多孔質隔壁のサンプルを、ハニカム構造体の高さ方向中央の径方向中心及び外周付近の2箇所から試料(3.0g)を1個ずつ採取し、それぞれ粉砕して測定試料を作製する。各測定試料に対して、CuのKα線を用いたX線回折法により2θ=8~100°の範囲のX線解析測定を行い、リートベルト解析プログラムRIETANを用いて解析し、コージェライト、セリア、ムライト、スピネル、サフィリン、クリストバライトのそれぞれの質量含有率を求める。そして、二つの測定試料における各化合物の質量含有率の平均値を各化合物の質量含有率とし、各化合物の含有率の平均値の合計を合計含有率とする。
【0031】
ハニカム構造体のセルチャンネルの延びる方向における40℃~800℃の線膨張係数は、低いことが好ましい。例えば、本発明の一実施形態に係るハニカム構造体は、十分なコージェライト結晶量が確保されていることにより、0.6×10-6/K~2.0×10-6/K、典型的には0.6×10-6/K~1.8×10-6/Kの範囲の当該線膨張係数を有することができる。線膨張係数は、JIS R1618:2002に従って測定される。
【0032】
ハニカム構造体の線膨張係数を測定するためのサンプルは以下の手順で採取する。ハニカム構造体から3mm×3mm×20mm(セルの延びる方向の長さ)の大きさの角柱状サンプルをハニカム構造部の径方向及び高さ方向の中心部から切り出す。当該サンプルに対して上述した温度変化条件で線膨張係数を測定し、測定値とする。

所与データ.
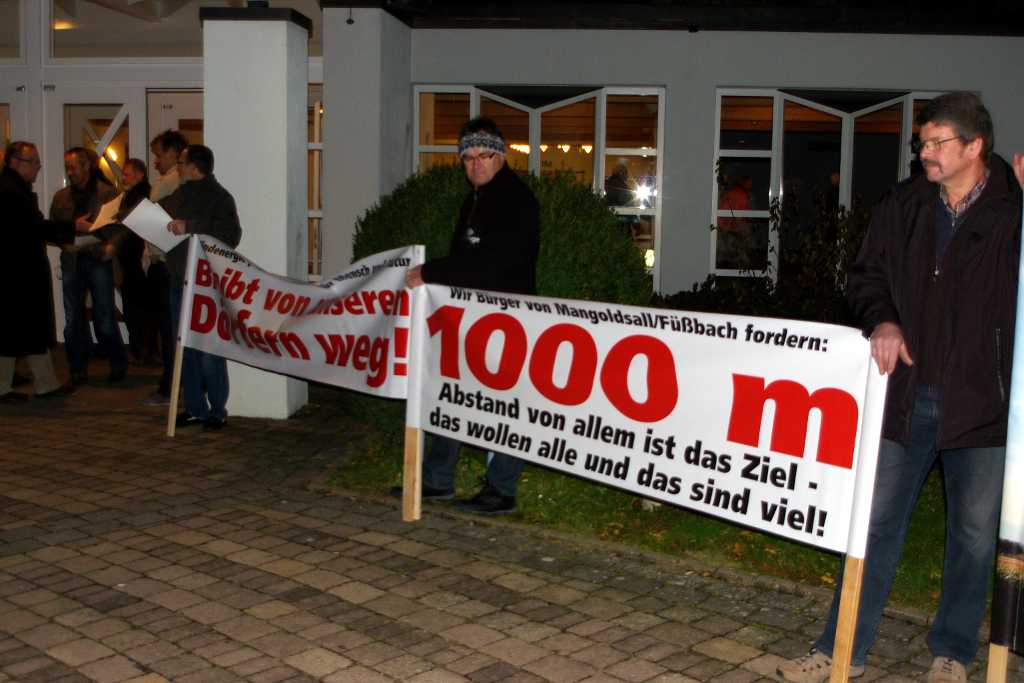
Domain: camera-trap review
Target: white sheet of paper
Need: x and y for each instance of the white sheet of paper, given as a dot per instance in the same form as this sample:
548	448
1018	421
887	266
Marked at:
108	213
85	240
150	221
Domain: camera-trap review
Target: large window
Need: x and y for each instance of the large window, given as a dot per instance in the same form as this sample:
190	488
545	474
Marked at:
103	29
608	138
802	154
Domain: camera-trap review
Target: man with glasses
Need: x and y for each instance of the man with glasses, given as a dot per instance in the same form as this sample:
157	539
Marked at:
935	289
25	275
495	247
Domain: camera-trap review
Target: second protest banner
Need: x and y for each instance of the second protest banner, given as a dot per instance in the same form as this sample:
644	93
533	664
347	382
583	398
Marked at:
757	421
349	331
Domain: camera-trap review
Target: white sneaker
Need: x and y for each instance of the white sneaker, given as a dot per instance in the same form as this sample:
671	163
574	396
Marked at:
812	668
946	670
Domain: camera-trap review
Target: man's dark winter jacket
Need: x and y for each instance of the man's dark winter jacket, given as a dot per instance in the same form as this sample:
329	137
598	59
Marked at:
889	284
496	242
207	209
25	268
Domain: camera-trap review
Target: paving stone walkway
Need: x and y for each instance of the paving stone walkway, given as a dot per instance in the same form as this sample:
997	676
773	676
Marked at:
128	556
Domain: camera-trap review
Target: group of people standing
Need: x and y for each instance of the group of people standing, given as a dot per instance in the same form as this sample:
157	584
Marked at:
934	289
94	261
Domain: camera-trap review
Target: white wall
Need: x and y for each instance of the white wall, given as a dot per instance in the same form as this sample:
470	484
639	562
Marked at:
692	66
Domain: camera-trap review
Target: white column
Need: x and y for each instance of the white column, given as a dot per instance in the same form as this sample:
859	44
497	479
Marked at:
255	65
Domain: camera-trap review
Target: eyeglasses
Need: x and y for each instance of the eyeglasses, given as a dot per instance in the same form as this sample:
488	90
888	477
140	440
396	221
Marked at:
930	145
485	156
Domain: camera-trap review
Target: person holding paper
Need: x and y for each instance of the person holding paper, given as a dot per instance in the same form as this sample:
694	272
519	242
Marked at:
495	247
126	248
200	206
935	289
86	269
25	273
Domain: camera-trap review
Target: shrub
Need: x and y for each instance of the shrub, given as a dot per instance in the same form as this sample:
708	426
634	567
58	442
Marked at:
585	254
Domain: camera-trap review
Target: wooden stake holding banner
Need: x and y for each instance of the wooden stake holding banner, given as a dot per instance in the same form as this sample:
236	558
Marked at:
853	570
853	574
412	479
184	313
172	408
998	658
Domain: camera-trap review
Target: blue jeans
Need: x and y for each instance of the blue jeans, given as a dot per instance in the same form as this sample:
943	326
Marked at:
438	467
204	376
96	278
973	480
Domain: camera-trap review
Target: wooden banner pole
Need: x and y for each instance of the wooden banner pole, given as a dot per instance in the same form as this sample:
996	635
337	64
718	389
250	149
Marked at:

記述課題.
ハニカム構造体の特性と測定方法についての文章を、最後の文の後から書き継いでください。

課題の解答.
【0033】
ハニカム構造体における隔壁の平均厚みは、強度確保の観点から152μm以上であることが好ましく、178μm以上であることがより好ましく、203μm以上であることが更により好ましい。また、隔壁の平均厚みは圧力損失を抑制するという観点から305μm以下であることが好ましく、279μm以下であることがより好ましく、254μm以下であることが更により好ましい。従って、隔壁の平均厚みは、例えば、152~305μmであることが好ましく、178~279μmであることがより好ましく、203~254μmであることが更により好ましい。隔壁の厚みは、セルの延びる方向(ハニカム構造体の高さ方向)に直交する断面において、隣接するセルの重心同士を線分で結んだときに当該線分が隔壁を横切る長さを指す。隔壁の平均厚みは、すべての隔壁の厚みの平均値を指す。
【0034】
一実施形態において、第一底面及び第二底面の目封止部は共に、目封止部の平均深さが2~8mmである。目封止部の平均深さが2mm以上であることで目封止部の強度を確保することができる。目封止部の平均深さは好ましくは3mm以上である。また、目封止部の平均深さが8mm以下であることで、セル内で粒子状物質を捕集する隔壁の面積が小さくなるのを防止できる。目封止部の平均深さは好ましくは7mm以下である。目封止部のセルの延びる方向の深さを各底面について任意の20箇所測定し、その平均値を各底面における目封止部の平均深さとする。
【0035】
ハニカム構造体のセル密度(単位断面積当たりのセルの数)については特に制限はなく、例えば6~2000セル/平方インチ(0.9~311セル/cm2)、好ましくは50~1000セル/平方インチ(7.8~155セル/cm2)、より好ましくは100~600セル/平方インチ(15.5~92.0セル/cm2)とすることができる。ここで、セル密度は、セルの全数(目封止されたセルを含む。)を、ハニカム構造体の外周側壁を除く一方の底面積で割ることにより算出される。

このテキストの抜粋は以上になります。